-- start Excerpted records --
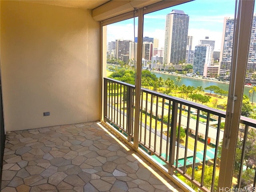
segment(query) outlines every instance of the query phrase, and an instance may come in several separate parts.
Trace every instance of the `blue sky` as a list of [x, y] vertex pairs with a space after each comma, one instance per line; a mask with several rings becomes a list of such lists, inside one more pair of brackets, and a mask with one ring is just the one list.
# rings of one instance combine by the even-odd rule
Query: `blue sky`
[[[215, 50], [220, 49], [224, 19], [234, 18], [235, 0], [195, 0], [145, 15], [143, 36], [159, 39], [160, 47], [164, 46], [166, 15], [172, 9], [184, 11], [189, 16], [188, 35], [193, 36], [193, 46], [199, 40], [209, 36], [215, 41]], [[136, 19], [135, 36], [137, 36]], [[109, 25], [108, 42], [116, 39], [133, 40], [133, 18]]]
-- end Excerpted records --
### Work to be completed
Copy the rows above line for line, leaving out the pictures.

### Final answer
segment(query) outlines every instance of the query phrase, and an instance may come in several separate parts.
Trace every instance of the `blue sky` as a list of [x, y] vertex pairs with a space after each comma, one instance per line; a mask with several rings becomes a list of such lists, inside one more pair of brackets, and a mask with one ring is just the one list.
# rings of one instance combine by the even-odd rule
Query: `blue sky`
[[[215, 50], [220, 49], [224, 19], [234, 18], [235, 0], [195, 0], [145, 15], [143, 36], [159, 39], [160, 47], [164, 46], [166, 15], [172, 9], [184, 11], [189, 16], [188, 35], [193, 36], [193, 46], [199, 40], [209, 36], [215, 41]], [[136, 19], [135, 36], [137, 36]], [[109, 25], [108, 42], [116, 39], [133, 40], [133, 18]]]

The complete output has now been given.